• _MATERIAL FOR THIS EXERCISE_:
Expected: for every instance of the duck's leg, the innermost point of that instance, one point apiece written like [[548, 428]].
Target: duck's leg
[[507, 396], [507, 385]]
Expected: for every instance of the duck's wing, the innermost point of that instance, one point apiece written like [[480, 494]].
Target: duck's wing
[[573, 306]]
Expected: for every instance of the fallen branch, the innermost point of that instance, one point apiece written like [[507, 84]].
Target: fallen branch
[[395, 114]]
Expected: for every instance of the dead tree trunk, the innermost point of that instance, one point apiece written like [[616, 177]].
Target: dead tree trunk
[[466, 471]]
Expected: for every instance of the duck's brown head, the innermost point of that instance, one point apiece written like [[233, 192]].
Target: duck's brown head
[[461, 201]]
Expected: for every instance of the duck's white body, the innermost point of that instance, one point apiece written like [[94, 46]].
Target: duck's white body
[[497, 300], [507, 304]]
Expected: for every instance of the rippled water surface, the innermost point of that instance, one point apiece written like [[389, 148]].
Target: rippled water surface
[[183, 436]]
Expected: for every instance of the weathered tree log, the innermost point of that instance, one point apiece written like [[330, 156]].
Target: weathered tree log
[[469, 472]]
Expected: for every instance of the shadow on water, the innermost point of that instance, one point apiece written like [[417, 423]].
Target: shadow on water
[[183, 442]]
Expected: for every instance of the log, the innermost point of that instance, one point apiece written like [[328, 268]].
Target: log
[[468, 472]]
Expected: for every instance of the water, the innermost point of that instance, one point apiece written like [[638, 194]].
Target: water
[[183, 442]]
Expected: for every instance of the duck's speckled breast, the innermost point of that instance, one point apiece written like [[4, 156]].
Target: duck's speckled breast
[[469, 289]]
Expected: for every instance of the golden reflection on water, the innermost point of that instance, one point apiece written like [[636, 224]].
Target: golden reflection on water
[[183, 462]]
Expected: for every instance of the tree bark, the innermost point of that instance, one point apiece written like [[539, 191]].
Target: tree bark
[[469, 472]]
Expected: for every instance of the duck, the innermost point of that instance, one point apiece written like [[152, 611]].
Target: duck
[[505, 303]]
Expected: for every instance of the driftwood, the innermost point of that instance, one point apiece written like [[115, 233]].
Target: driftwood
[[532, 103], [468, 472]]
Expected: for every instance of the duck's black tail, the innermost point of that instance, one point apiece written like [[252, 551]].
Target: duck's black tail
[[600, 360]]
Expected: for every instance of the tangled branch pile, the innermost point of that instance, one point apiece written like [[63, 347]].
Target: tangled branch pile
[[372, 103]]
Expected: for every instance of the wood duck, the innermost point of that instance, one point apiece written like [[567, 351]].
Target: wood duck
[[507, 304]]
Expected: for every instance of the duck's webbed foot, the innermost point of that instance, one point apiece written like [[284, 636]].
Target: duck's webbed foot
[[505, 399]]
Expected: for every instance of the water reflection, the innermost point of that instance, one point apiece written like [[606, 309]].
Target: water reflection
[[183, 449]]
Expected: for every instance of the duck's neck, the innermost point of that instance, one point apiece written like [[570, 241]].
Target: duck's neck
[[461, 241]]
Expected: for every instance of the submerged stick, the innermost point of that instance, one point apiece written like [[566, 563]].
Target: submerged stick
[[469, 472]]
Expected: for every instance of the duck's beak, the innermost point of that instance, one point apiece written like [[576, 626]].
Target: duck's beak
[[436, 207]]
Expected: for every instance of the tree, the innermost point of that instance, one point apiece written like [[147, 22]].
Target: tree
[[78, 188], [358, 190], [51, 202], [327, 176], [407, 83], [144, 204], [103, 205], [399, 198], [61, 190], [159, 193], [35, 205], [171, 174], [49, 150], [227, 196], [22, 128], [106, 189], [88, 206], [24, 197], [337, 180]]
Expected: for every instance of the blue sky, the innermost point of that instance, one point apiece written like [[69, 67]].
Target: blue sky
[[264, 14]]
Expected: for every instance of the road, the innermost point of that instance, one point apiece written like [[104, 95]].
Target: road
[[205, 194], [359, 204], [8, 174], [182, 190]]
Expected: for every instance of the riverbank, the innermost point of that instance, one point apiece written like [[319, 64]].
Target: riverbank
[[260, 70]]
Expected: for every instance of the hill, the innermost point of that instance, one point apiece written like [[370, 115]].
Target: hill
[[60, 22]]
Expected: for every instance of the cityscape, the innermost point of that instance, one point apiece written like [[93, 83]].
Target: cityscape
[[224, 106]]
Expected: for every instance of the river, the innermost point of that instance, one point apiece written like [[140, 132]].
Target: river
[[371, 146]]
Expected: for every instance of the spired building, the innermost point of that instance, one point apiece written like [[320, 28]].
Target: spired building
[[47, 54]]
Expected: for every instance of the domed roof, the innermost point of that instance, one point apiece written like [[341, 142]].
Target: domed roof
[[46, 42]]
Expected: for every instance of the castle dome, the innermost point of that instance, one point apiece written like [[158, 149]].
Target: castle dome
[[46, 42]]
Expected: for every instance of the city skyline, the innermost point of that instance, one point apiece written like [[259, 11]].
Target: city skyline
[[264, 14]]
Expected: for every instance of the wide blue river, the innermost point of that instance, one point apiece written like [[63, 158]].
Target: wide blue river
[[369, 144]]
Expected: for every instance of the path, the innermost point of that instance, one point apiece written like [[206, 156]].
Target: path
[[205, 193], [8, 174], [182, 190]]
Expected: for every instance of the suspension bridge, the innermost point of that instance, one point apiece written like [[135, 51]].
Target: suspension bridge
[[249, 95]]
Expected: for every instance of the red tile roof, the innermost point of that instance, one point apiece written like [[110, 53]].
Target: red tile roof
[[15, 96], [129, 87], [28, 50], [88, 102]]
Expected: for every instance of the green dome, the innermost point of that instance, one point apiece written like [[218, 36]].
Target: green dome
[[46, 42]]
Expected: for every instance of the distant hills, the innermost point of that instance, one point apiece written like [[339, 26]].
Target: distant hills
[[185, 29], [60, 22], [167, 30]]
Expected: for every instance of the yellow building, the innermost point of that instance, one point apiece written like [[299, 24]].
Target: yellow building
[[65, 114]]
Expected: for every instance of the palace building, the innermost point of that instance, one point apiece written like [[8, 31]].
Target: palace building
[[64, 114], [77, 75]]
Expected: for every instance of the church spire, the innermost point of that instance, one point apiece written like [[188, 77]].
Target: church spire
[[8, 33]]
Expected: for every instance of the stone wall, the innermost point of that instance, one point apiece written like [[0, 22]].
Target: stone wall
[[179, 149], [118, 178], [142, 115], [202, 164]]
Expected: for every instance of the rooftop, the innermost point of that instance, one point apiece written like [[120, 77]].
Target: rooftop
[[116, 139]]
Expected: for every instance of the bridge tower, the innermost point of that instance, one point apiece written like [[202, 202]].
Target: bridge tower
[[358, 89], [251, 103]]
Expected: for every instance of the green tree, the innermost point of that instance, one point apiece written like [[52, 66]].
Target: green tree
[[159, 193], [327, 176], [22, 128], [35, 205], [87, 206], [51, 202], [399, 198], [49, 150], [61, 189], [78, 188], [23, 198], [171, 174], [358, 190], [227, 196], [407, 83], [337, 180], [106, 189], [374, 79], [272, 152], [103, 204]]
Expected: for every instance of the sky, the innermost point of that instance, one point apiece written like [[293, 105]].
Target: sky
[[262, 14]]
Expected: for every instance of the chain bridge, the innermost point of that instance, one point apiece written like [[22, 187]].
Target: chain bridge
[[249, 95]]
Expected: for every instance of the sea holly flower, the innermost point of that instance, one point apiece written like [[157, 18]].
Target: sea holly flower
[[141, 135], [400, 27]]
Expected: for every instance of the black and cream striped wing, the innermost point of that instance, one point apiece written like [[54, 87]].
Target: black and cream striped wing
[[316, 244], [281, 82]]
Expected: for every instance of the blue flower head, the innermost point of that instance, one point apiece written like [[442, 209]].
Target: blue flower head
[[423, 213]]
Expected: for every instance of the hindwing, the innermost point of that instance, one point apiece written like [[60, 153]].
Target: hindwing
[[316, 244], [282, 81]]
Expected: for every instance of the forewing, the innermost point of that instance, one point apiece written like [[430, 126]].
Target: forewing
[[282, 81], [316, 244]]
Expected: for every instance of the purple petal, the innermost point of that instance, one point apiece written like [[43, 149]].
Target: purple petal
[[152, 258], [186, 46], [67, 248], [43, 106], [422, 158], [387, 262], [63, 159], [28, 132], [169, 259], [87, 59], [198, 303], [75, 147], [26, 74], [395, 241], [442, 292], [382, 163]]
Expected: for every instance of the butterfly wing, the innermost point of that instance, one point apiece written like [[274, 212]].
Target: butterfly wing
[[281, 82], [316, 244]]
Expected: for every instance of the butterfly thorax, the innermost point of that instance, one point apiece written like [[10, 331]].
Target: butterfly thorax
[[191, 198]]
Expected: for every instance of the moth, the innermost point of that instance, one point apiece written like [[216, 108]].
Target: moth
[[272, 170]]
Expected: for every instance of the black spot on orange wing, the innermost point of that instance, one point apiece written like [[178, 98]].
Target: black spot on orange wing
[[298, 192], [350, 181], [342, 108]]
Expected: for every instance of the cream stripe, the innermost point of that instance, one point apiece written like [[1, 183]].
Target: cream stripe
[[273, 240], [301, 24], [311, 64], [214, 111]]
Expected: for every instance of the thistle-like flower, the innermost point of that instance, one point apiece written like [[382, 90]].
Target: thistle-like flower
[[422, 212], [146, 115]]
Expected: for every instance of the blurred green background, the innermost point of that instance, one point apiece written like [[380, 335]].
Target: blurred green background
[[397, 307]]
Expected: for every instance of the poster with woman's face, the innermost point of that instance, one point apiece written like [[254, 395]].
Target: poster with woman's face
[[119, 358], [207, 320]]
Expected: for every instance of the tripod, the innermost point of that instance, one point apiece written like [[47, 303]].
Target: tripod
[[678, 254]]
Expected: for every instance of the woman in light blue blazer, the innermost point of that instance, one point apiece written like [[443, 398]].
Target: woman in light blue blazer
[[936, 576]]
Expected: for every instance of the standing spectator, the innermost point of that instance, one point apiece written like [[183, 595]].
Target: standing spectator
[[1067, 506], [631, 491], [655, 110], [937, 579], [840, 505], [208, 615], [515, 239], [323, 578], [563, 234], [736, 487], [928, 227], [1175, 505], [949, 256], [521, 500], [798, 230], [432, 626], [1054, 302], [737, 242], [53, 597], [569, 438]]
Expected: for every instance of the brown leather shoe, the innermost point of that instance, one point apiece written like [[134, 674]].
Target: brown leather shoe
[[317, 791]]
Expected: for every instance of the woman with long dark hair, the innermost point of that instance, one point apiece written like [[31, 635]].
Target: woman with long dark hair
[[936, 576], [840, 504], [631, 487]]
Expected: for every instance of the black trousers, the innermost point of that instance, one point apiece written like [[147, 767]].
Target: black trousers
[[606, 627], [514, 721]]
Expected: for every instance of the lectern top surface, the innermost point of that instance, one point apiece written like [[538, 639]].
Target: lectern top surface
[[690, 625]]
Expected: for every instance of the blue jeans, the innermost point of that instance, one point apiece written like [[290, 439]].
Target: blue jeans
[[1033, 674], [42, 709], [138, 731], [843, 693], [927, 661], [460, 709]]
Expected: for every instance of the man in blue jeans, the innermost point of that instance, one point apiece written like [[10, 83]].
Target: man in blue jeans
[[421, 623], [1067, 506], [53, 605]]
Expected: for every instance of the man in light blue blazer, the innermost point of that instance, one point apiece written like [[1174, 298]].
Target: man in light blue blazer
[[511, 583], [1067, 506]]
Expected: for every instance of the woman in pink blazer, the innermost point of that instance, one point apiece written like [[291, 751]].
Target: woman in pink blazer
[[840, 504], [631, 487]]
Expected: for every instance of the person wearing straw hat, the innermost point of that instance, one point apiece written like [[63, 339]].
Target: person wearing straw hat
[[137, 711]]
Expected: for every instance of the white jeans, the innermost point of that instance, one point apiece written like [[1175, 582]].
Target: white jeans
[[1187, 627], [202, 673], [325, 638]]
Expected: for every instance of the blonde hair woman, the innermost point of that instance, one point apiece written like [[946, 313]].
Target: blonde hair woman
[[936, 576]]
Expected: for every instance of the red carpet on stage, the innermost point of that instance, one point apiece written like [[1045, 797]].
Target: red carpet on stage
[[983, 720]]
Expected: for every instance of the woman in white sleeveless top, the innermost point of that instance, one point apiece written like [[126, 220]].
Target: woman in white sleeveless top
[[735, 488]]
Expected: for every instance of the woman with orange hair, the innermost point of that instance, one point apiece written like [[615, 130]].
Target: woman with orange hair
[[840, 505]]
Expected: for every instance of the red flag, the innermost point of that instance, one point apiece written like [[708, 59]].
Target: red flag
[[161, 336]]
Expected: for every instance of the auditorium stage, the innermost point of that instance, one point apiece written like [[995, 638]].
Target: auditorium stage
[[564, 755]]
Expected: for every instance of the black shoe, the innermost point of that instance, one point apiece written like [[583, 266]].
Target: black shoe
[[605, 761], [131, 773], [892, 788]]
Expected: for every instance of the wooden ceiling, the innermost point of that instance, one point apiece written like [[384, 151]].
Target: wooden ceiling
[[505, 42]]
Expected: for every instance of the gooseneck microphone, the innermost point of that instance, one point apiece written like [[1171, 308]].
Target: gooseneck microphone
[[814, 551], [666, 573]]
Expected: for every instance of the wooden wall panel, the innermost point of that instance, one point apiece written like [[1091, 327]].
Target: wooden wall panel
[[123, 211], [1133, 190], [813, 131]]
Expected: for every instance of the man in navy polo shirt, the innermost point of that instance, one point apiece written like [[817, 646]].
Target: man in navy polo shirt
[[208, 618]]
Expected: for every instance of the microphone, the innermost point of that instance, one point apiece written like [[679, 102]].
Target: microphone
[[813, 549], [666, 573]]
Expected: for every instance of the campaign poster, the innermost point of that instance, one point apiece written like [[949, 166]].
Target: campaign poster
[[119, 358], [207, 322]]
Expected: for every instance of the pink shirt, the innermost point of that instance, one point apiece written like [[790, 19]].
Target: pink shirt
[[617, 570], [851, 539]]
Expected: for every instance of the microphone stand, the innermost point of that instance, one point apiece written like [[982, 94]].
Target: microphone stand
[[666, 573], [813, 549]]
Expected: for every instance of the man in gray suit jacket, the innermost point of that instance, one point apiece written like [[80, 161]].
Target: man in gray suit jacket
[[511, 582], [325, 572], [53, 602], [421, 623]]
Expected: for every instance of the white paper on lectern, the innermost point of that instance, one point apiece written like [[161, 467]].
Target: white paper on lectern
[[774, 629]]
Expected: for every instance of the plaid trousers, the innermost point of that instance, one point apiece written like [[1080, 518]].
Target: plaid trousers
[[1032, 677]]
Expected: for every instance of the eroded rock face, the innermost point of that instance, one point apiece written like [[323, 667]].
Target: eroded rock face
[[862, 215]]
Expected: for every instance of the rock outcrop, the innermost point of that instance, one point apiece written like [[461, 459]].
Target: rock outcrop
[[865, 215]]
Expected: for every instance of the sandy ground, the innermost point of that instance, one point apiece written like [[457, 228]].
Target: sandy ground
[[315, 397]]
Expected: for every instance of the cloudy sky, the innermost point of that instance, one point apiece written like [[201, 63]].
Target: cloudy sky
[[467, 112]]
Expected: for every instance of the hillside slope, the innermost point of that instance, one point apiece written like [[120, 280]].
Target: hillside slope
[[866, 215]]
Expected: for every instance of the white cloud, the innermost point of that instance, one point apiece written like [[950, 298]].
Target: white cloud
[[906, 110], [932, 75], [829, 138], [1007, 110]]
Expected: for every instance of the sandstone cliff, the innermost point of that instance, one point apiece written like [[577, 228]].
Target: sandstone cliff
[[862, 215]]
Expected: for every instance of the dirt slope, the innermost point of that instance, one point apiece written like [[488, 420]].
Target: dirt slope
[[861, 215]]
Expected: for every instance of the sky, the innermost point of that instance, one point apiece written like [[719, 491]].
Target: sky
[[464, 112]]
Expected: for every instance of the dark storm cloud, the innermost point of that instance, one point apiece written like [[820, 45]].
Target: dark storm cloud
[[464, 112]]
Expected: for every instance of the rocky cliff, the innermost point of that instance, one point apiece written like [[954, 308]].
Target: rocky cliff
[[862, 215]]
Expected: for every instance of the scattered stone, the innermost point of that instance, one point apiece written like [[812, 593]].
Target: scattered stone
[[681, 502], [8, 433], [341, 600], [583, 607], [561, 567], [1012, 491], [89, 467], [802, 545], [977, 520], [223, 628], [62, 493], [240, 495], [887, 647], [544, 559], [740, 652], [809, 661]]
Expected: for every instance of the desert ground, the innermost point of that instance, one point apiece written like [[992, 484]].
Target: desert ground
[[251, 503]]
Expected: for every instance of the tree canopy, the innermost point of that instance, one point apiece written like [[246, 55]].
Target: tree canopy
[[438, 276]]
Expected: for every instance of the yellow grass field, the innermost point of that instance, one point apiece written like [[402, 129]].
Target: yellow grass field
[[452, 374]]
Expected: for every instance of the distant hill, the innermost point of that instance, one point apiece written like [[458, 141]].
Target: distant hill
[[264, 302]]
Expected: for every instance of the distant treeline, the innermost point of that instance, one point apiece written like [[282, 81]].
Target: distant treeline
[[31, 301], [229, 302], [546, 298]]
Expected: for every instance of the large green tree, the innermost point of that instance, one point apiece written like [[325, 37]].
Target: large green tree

• _DIRECTIONS FOR THIS TASK_: Copy the items word for word, from the line with "Expected: for every instance of the driftwood, the" up to and including the line with "[[372, 103]]".

• _TASK ANSWER_:
Expected: for every instance of the driftwood, the innermost point of that instance, one point apiece written like [[115, 233]].
Target: driftwood
[[532, 103], [468, 472]]
Expected: for every instance of the duck's black tail, the innermost point of that instance, one point apiece written like [[252, 551]].
Target: duck's black tail
[[600, 360]]
Expected: for every instance of the tangled branch pile, the innermost point of that instance, one point apiece written like [[63, 347]].
Target: tangled branch pile
[[372, 103]]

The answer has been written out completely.